INSTRUCTIONS TO FOLLOW
Please rewrite the part of the text about Shimoni that opens with the words containing "SAFE Shimoni is" and closes with "emergency first response.", substituting "health volunteers" for "community health workers".

DOCUMENT EXTRACT
────────────────
SAFE Shimoni is an active, dynamic health outreach organization of about 30 individuals (men and women) that travel to schools and community centers in/around Shimoni in an effort to educate and raise awareness. Topics include: hygiene, tuberculosis, puberty, post- and pre-natal health, hospital aftercare, safe sex, Hepatitis B, and HIV/AIDS. Many members of SAFE Shimoni are community health workers based at the dispensary and two members have been trained in emergency first response.

== Tourism ==
The Shimoni Slave Cave tours are one of the primary attractions for Shimoni. It is a historical site and restaurant. As it is a community project, all proceeds go to several other community initiatives: "1) Sponsoring bright poor students. 2) Buying drugs for our local dispensary. 3) Buying food for the deaf unit at Kichakamkwaju. 4) Paying salaries for school and madrasa PTA teachers and other community needs."

Shimoni's tourist attractions include scuba diving centers such as Pilli Pippa and Paradise Divers (located in Mkwiro) which take divers within and outside protected marine areas at Kisite-Mpunguti Marine National Park.

Wasini Island lies 2 km South of Shimoni with Wasini channel separating Wasini from the mainland. Wasini Island's two major villages are Mkwiro and Wasini.

Located on well-stocked fishing grounds, the adjacent Pemba Channel has a reputation for sports angling. In July 2025 Betsy Njagi and the Cabinet Secretary for Blue Economy and Maritime Affairs, Hassan Joho, opened a new fish hatchery at Shimoni. Invited dignitaries included Fatuma Masito and the Governor Fatuma Achani.
────────────────
SOURCE INFORMATION

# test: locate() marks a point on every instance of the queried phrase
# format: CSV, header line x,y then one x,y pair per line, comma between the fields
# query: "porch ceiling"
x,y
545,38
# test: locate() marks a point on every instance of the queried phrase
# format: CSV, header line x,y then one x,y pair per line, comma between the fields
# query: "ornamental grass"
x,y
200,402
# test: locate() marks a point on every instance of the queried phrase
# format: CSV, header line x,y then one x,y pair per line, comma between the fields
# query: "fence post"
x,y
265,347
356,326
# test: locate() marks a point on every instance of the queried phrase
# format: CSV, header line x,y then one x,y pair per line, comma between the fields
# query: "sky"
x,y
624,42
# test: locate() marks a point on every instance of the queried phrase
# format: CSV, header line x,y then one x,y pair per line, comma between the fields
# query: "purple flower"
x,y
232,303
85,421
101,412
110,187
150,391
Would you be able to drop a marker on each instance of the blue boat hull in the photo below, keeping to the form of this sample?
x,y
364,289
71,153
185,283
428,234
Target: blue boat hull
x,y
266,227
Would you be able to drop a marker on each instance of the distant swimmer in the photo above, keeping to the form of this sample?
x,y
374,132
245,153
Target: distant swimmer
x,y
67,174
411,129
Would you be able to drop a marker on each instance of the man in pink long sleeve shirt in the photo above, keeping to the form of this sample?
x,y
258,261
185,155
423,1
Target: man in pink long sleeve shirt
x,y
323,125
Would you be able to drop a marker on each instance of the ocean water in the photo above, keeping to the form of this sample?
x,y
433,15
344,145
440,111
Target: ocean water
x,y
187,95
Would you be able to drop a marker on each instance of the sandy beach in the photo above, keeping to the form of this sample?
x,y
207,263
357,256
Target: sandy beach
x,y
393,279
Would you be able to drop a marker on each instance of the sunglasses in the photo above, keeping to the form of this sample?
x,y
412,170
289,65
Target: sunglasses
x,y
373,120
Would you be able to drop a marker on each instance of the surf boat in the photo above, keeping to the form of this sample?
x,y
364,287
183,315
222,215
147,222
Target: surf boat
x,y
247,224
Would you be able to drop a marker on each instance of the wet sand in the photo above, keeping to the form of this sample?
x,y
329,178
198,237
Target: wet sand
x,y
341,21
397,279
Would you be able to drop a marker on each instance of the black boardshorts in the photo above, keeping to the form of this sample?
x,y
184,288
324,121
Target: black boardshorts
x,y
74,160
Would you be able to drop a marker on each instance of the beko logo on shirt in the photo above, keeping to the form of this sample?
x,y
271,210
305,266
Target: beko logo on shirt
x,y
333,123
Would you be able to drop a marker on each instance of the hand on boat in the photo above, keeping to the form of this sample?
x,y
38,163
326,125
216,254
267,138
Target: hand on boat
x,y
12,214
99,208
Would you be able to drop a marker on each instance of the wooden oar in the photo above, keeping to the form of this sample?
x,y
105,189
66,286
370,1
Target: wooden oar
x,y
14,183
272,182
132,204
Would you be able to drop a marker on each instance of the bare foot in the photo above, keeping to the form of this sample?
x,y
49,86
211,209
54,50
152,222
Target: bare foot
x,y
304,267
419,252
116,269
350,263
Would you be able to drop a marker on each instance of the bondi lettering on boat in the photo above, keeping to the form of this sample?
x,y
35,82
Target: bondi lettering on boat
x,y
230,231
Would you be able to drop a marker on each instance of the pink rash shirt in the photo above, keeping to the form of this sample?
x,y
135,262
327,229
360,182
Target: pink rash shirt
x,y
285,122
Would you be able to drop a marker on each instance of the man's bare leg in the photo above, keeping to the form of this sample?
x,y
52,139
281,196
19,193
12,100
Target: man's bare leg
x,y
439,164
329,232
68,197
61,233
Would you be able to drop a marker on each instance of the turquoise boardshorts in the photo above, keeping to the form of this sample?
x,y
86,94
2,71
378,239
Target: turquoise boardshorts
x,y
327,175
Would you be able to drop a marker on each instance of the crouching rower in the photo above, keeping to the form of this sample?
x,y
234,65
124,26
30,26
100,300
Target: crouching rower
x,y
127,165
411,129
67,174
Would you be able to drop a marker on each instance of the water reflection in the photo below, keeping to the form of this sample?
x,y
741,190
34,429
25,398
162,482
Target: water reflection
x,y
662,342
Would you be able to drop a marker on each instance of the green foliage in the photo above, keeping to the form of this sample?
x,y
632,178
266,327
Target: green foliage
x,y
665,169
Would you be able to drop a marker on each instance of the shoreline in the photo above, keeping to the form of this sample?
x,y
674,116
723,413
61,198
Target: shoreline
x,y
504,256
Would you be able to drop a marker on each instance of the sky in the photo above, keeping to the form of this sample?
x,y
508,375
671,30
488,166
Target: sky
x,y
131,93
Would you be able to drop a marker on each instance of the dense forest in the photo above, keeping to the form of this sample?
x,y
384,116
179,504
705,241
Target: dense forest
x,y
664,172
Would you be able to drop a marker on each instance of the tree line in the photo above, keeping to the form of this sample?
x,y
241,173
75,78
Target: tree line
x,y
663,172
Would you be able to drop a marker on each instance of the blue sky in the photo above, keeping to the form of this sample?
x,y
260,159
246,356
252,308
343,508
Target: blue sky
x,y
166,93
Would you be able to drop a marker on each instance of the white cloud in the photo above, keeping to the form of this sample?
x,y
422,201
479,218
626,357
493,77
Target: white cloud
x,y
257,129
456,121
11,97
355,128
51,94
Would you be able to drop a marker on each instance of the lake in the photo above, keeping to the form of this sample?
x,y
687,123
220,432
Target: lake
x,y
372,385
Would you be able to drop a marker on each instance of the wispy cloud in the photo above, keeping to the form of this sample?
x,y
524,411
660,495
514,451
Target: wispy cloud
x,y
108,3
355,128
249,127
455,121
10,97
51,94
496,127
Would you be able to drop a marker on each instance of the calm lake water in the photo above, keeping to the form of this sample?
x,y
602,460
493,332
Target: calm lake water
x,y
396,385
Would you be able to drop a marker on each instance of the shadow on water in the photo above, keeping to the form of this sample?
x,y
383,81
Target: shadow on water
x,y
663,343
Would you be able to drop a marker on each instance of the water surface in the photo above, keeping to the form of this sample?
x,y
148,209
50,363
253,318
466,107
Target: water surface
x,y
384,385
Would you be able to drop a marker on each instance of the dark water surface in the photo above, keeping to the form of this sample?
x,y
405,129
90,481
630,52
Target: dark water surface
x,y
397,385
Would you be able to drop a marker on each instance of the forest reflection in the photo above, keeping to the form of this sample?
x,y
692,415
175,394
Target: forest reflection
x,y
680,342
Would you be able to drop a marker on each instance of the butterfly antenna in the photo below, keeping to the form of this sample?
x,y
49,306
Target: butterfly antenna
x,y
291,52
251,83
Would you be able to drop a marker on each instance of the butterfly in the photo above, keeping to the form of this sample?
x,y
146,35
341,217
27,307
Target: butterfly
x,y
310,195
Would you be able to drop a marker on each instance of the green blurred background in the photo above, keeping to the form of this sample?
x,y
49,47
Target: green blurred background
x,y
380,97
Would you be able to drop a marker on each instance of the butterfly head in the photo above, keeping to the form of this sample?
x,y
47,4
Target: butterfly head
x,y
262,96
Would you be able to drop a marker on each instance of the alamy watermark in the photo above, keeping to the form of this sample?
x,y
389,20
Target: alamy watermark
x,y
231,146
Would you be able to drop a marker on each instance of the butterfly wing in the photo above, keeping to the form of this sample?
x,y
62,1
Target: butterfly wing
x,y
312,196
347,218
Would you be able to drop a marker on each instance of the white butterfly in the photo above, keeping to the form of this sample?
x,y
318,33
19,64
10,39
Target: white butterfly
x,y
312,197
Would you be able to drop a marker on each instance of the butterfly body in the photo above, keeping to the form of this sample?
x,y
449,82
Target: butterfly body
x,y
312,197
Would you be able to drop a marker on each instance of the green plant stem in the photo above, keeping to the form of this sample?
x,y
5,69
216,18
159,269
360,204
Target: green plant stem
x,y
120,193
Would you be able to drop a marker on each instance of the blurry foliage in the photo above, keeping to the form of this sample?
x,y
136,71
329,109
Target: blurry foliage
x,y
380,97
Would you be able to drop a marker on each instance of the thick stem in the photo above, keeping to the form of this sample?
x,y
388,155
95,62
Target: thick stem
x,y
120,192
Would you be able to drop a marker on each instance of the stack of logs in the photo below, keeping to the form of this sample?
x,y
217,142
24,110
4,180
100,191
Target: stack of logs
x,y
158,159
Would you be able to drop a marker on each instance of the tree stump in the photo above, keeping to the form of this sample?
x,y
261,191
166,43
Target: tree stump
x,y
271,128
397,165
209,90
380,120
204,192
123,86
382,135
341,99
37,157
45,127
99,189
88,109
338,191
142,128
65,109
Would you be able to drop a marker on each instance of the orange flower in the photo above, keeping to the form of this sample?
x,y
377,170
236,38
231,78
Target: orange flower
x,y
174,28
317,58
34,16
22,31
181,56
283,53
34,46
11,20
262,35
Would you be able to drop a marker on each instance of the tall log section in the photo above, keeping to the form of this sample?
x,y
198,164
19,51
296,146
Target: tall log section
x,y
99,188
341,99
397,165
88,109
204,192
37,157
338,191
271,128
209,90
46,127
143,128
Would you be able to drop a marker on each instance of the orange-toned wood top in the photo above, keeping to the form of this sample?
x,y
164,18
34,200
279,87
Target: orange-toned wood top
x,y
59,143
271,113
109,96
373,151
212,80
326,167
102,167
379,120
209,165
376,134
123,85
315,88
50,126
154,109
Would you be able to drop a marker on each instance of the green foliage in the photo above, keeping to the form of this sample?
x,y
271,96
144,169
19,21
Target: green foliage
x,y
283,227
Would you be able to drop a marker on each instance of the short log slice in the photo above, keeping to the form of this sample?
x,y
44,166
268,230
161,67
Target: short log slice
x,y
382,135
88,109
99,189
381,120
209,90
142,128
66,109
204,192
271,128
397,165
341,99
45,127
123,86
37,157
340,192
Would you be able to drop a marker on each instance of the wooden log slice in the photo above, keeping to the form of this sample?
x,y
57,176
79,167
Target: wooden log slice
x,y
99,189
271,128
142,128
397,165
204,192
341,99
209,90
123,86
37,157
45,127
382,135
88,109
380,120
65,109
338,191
────────────────
WRITTEN RESPONSE
SAFE Shimoni is an active, dynamic health outreach organization of about 30 individuals (men and women) that travel to schools and community centers in/around Shimoni in an effort to educate and raise awareness. Topics include: hygiene, tuberculosis, puberty, post- and pre-natal health, hospital aftercare, safe sex, Hepatitis B, and HIV/AIDS. Many members of SAFE Shimoni are health volunteers based at the dispensary and two members have been trained in emergency first response.